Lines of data
=======
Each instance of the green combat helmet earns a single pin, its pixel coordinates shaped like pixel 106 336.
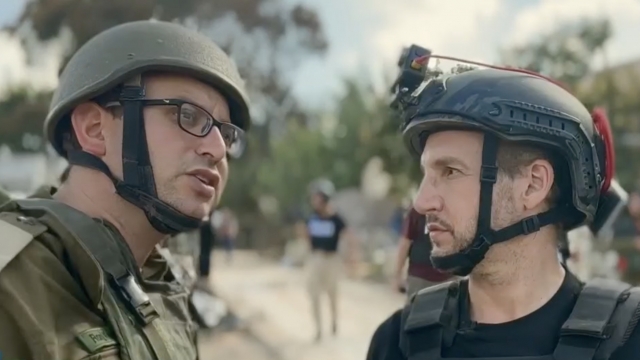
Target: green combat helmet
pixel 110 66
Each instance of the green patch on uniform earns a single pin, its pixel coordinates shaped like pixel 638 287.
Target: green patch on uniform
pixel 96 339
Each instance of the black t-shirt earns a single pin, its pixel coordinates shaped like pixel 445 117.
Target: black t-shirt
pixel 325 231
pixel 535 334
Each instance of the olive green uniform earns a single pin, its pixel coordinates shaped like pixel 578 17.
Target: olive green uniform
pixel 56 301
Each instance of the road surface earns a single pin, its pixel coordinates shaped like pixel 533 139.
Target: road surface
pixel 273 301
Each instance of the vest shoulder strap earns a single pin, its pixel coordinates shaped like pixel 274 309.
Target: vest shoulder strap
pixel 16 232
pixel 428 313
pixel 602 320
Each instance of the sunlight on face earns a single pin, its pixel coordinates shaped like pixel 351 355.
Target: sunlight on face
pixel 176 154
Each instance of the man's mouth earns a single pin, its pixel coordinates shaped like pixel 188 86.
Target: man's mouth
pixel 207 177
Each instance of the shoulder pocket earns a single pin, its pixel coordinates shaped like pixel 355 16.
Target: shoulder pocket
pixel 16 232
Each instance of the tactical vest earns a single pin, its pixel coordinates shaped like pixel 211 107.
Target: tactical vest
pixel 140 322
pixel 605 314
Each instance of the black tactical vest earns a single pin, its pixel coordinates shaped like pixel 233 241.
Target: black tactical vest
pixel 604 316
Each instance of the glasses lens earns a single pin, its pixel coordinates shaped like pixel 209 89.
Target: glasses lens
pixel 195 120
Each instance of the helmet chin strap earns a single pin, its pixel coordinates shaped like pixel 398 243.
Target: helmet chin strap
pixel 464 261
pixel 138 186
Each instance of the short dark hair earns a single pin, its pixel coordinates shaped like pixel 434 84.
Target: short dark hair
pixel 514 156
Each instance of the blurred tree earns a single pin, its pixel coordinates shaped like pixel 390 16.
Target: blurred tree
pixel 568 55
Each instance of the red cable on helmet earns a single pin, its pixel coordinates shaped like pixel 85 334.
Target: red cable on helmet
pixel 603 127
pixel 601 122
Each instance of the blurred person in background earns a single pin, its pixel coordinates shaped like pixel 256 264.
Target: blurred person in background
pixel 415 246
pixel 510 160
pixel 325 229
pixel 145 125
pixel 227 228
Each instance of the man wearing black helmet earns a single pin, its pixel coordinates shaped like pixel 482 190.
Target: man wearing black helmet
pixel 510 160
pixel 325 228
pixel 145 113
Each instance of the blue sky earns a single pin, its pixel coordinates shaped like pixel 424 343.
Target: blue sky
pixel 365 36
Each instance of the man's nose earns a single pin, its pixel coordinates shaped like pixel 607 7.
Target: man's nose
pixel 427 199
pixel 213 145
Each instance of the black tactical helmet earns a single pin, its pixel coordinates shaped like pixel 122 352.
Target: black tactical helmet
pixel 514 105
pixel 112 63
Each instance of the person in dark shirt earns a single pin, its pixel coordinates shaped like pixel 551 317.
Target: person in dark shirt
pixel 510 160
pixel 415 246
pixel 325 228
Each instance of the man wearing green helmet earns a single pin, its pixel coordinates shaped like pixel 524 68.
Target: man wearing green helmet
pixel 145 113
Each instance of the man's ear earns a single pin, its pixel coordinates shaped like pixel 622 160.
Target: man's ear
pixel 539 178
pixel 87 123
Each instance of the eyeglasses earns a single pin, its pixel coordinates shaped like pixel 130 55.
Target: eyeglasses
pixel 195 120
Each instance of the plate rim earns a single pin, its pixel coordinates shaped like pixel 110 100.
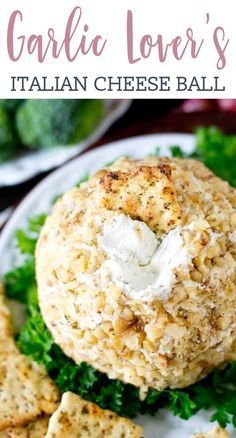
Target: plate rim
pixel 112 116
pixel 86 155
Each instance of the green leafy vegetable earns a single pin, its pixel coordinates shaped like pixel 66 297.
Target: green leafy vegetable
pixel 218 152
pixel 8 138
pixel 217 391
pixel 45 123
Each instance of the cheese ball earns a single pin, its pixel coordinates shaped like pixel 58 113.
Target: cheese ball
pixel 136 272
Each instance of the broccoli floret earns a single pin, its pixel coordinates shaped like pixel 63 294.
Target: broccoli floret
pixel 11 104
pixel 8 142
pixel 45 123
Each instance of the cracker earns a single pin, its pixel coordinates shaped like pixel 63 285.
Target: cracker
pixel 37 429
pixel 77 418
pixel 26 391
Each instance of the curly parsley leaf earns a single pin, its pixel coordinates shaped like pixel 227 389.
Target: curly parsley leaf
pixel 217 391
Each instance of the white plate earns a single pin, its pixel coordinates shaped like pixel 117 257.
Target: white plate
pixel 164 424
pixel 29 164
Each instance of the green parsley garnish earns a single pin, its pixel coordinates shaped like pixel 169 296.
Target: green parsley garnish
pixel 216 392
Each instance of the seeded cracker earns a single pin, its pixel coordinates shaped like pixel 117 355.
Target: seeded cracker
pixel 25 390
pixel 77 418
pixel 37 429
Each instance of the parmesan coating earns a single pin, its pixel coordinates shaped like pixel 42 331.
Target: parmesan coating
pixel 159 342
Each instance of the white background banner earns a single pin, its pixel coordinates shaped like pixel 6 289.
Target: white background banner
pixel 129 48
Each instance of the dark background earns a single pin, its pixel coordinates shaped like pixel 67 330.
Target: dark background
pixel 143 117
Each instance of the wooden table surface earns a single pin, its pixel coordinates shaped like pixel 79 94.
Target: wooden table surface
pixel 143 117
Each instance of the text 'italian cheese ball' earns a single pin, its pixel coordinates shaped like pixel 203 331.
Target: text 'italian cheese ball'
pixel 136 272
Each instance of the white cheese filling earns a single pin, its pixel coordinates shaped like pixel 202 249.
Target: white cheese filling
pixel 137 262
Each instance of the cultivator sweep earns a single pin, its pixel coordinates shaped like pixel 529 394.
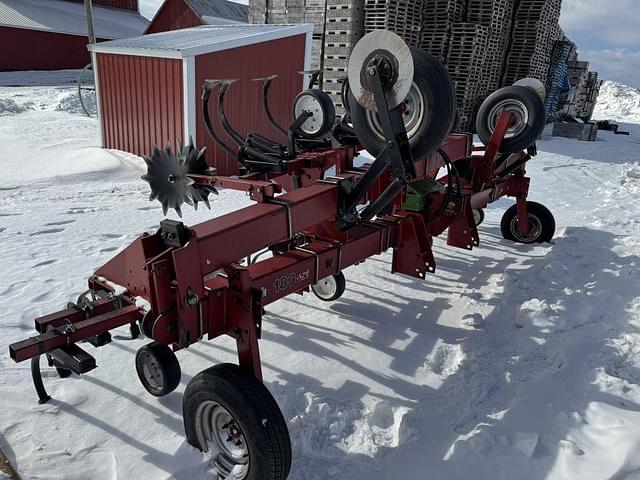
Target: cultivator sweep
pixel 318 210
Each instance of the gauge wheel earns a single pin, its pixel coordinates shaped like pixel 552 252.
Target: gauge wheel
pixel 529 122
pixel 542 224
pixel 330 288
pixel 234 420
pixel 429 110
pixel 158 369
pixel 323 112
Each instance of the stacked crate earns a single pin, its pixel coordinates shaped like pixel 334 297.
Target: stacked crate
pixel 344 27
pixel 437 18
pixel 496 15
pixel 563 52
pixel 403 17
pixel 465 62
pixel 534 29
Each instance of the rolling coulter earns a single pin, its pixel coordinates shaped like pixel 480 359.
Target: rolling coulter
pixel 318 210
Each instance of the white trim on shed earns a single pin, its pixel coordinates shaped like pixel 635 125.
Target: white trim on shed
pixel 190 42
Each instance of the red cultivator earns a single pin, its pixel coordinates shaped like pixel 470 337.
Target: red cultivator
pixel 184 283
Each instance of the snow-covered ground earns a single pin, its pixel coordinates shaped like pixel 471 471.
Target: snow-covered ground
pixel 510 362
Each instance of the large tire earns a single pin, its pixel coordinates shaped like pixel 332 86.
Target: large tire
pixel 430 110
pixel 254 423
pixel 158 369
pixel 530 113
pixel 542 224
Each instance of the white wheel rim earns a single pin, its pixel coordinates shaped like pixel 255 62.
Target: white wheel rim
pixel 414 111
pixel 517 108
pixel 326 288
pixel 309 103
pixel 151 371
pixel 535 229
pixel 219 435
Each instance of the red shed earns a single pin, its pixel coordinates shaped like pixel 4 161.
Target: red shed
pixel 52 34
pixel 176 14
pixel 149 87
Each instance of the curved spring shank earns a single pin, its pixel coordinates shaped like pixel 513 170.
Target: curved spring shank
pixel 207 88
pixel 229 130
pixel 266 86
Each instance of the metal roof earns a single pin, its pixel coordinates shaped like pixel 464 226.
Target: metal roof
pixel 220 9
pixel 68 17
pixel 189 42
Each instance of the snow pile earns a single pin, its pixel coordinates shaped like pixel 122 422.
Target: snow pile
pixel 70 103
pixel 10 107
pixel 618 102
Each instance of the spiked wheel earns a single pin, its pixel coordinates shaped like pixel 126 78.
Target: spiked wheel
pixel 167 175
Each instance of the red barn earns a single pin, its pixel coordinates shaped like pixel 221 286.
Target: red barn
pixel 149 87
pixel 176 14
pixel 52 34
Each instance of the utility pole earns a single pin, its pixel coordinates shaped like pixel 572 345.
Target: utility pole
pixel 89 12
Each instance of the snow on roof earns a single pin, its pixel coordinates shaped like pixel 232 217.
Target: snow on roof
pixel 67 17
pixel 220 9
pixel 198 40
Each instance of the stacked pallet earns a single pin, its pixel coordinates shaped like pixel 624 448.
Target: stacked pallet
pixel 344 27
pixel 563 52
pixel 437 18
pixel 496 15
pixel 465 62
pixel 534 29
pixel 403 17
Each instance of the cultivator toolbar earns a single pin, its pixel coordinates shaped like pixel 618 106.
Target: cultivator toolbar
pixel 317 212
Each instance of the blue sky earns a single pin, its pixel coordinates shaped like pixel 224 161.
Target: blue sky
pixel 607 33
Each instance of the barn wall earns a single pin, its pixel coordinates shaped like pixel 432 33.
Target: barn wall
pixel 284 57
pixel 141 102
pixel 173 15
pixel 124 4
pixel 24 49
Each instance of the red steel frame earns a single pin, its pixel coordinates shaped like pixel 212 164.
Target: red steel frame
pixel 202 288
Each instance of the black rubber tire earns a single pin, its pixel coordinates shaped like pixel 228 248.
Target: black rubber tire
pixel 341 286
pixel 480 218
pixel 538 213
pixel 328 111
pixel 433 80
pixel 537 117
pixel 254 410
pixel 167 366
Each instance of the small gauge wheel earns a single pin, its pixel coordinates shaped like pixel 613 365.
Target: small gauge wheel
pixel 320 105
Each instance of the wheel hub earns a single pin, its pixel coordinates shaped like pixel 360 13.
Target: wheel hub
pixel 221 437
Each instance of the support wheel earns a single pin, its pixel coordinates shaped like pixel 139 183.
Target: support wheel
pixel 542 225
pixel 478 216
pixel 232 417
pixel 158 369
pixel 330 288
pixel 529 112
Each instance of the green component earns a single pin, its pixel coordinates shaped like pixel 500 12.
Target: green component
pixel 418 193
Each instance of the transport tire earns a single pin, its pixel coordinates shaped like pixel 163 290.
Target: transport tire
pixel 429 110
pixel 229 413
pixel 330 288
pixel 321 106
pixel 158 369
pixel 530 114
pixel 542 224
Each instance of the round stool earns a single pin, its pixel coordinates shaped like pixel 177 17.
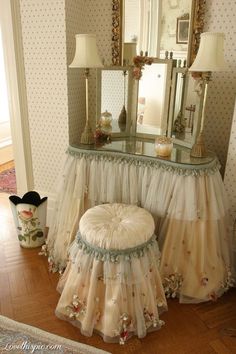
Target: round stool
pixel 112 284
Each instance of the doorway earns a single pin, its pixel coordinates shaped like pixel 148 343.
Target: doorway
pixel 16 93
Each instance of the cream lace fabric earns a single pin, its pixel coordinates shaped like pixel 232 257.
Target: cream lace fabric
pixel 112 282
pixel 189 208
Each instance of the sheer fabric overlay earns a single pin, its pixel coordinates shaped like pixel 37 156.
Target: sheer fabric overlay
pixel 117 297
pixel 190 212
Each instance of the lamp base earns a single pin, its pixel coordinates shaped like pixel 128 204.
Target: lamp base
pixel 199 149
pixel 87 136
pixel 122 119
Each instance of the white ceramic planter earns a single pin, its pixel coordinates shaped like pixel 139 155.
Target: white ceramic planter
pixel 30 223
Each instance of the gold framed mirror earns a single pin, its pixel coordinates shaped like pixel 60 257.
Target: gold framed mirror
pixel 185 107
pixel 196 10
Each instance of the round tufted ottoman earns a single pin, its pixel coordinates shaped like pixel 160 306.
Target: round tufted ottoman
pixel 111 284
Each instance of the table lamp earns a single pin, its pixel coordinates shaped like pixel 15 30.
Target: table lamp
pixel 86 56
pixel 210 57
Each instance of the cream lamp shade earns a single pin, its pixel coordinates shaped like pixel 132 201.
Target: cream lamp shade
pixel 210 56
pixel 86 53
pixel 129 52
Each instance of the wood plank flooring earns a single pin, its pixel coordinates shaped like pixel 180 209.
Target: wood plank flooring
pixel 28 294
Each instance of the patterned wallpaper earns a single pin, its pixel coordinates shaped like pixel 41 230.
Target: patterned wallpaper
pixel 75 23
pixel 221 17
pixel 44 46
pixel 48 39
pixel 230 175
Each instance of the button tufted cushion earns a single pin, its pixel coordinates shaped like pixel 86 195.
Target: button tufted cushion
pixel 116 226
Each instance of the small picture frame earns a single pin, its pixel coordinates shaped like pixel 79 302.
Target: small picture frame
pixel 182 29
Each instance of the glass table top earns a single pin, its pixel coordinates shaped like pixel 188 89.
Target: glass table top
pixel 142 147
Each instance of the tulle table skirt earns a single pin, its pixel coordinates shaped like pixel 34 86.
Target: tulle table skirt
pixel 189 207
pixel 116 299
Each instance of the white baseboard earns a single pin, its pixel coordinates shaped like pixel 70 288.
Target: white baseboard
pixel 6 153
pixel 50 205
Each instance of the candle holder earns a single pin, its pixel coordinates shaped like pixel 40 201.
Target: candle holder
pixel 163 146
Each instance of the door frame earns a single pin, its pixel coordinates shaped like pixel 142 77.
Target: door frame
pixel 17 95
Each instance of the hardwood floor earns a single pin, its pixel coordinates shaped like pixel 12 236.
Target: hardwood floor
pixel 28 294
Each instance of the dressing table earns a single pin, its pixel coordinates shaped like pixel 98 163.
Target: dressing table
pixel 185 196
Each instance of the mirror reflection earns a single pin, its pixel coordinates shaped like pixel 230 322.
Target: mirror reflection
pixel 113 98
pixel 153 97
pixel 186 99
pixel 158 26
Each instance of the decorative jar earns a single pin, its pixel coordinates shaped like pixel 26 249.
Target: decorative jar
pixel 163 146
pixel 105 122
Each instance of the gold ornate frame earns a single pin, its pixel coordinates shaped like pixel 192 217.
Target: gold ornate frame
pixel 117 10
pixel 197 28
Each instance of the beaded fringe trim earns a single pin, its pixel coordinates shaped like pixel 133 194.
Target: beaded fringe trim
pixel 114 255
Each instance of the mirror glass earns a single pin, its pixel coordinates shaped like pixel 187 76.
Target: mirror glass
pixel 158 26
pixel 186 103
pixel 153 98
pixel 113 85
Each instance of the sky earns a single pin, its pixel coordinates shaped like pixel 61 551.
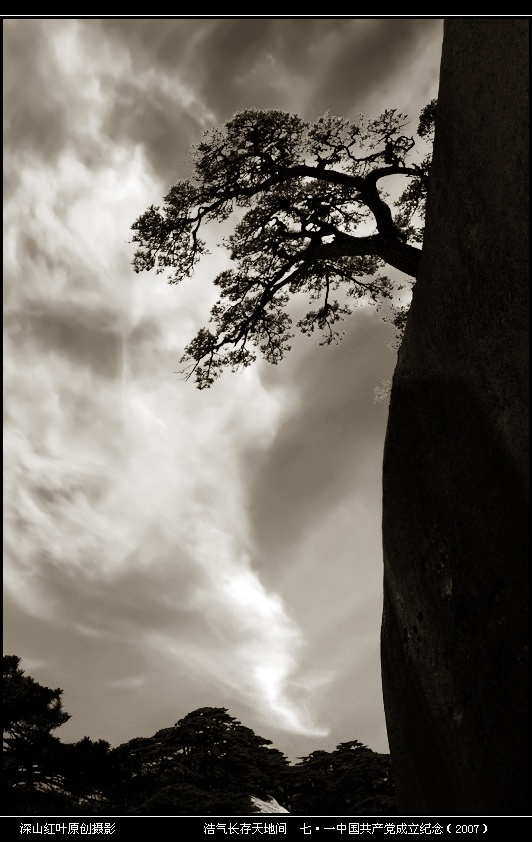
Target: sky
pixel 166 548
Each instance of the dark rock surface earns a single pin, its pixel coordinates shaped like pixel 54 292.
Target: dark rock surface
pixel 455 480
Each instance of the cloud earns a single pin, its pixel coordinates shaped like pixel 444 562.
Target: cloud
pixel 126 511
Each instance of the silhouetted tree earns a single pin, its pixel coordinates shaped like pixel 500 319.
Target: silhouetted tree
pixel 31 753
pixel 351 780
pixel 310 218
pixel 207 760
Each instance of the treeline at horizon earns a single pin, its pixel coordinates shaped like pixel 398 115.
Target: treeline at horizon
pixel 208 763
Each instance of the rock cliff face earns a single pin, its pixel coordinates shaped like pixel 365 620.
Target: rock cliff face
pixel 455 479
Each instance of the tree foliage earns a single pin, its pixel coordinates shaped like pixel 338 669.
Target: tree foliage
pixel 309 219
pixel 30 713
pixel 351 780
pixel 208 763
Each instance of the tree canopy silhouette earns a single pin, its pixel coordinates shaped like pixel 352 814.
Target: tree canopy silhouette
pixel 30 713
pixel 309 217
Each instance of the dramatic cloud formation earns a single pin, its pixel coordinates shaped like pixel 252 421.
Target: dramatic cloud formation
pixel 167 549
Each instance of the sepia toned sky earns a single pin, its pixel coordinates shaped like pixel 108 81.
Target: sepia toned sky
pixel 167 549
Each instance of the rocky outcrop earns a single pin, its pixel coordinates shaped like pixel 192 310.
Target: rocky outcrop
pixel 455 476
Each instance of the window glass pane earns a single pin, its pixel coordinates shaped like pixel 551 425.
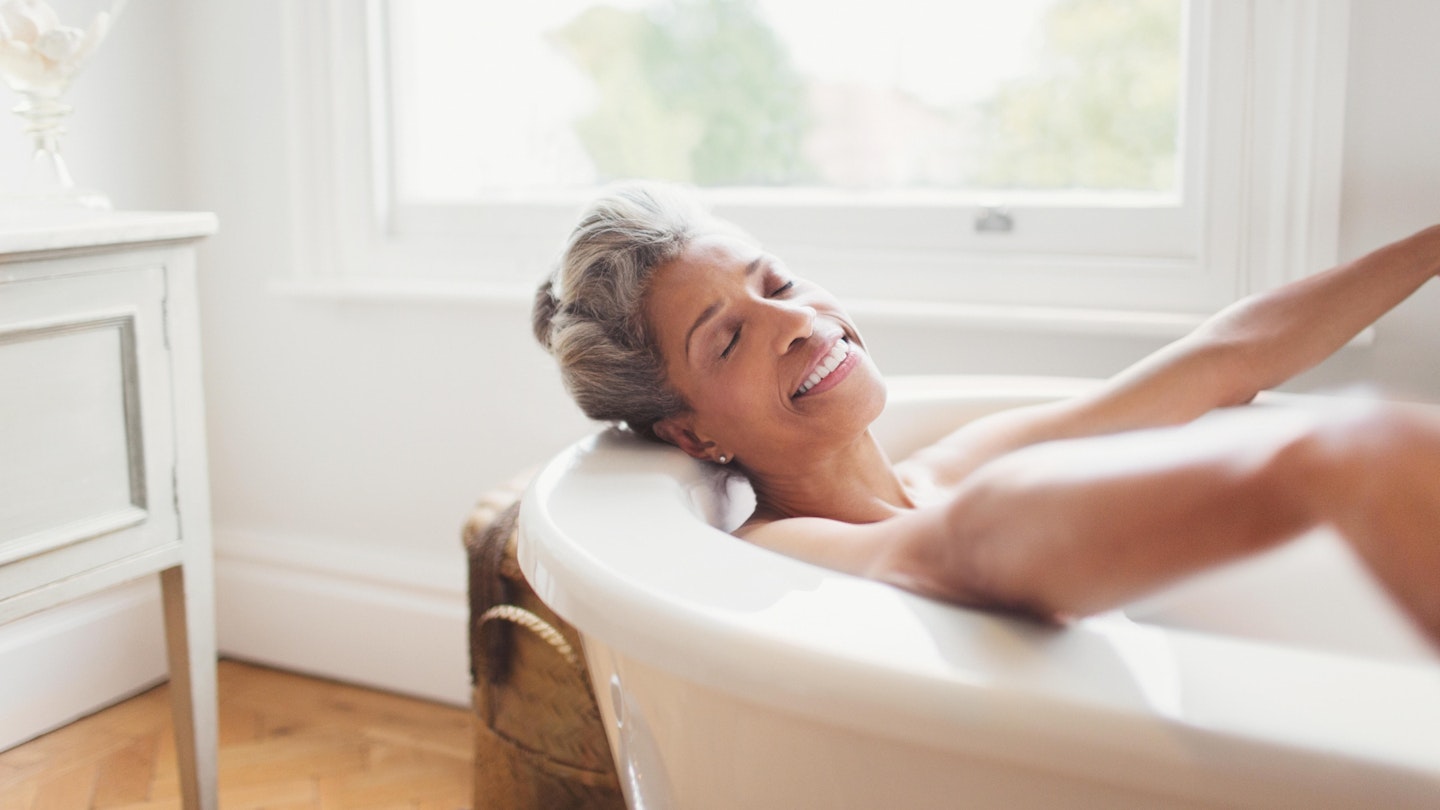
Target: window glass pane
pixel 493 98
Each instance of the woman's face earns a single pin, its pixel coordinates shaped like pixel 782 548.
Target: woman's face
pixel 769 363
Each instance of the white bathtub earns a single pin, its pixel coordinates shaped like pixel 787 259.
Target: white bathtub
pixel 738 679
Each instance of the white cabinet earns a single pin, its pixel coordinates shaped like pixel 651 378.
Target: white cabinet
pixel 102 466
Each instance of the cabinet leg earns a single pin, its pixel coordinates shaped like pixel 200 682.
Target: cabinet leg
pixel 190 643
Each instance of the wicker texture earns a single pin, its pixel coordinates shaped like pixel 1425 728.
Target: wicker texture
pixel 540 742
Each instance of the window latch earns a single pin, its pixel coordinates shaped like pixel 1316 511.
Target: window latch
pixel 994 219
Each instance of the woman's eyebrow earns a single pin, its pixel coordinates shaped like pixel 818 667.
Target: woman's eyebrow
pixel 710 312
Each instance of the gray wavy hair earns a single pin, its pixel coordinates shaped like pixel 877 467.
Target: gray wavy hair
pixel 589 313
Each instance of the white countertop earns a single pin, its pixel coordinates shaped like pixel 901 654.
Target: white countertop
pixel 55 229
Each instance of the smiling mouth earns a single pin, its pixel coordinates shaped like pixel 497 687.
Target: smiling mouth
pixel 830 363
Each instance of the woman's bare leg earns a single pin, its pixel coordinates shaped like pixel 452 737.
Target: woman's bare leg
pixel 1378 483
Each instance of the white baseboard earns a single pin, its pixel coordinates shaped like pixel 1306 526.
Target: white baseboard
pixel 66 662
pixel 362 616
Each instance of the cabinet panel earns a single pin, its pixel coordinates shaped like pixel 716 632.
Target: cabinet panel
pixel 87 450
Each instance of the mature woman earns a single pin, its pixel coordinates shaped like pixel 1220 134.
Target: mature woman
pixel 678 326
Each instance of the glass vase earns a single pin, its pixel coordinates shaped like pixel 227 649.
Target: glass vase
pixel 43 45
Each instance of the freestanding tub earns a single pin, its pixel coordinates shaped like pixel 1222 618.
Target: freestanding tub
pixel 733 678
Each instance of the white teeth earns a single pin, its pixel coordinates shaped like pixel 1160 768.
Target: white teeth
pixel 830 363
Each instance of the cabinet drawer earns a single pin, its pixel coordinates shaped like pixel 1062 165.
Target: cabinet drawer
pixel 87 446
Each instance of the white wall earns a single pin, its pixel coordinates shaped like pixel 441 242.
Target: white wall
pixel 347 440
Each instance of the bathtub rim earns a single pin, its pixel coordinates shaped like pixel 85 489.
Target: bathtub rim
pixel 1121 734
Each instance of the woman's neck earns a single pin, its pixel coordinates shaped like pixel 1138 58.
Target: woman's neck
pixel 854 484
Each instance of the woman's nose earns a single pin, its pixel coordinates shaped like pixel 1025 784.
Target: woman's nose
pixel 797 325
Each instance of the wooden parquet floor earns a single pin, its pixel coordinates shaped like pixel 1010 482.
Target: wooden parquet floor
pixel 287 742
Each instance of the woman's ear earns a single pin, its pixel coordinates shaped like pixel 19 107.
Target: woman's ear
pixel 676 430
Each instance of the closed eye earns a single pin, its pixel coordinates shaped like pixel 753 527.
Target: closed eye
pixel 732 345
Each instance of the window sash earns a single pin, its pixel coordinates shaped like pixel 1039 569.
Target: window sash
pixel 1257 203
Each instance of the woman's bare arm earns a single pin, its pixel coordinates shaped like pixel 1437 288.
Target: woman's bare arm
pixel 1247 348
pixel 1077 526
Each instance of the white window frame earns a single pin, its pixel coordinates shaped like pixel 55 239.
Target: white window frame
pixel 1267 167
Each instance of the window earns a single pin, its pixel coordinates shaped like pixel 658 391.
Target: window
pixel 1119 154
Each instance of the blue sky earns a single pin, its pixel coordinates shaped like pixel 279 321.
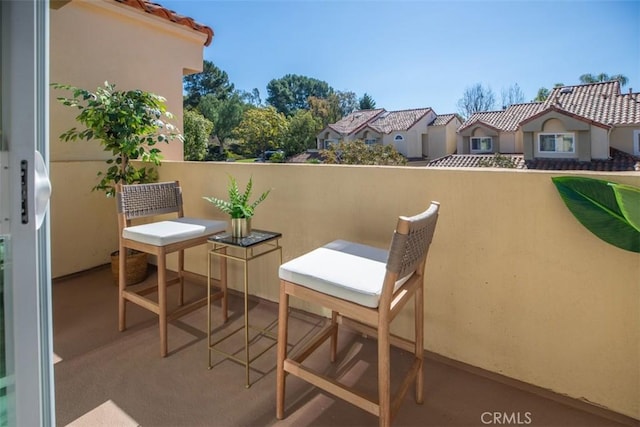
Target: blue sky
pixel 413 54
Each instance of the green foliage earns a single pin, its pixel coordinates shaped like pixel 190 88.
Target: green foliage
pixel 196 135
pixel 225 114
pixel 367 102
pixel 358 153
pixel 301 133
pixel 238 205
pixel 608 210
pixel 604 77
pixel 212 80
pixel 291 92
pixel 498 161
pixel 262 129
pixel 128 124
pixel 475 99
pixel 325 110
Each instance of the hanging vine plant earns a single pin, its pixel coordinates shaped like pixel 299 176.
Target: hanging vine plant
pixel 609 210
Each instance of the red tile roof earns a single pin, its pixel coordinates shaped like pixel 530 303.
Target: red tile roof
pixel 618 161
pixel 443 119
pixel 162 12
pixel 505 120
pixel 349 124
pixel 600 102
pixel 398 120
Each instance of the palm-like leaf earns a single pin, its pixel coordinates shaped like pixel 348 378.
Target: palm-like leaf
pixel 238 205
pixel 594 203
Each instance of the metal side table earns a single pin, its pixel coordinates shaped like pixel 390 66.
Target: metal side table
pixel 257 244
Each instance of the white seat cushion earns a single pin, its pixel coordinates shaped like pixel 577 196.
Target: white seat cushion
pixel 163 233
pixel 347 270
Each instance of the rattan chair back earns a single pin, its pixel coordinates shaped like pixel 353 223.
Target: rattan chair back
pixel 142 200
=======
Your task is to reproduce, exactly and exclusively, the lines from the one holding "Each instance of the hanging" through the final line of the listing.

Each instance of the hanging vine plant earns a single pin, its pixel coordinates shaped like pixel 299 176.
Target: hanging vine plant
pixel 609 210
Each instance of the red tile roof earns a single pin, its pixel coordinates shaped like pixel 530 303.
Target: red tile roof
pixel 618 161
pixel 443 119
pixel 162 12
pixel 505 120
pixel 349 124
pixel 600 102
pixel 398 120
Each instance of the palm-like leaf earns a single pin, its pixel coordinates shaped like pixel 348 378.
Target: palm-like leaf
pixel 238 205
pixel 594 203
Each instance of the metal side table earns a single pin, its pixel coordinates shaped like pixel 390 66.
Target: metal side table
pixel 257 244
Each instance of the white seat cushion earns a single pin, its pixel coordinates shaped like pixel 577 196.
Target: white seat cushion
pixel 163 233
pixel 347 270
Each instance of the rattan chair back earns a single pin, its pixel coordinates shaped like pixel 353 223.
Target: rattan chair back
pixel 142 200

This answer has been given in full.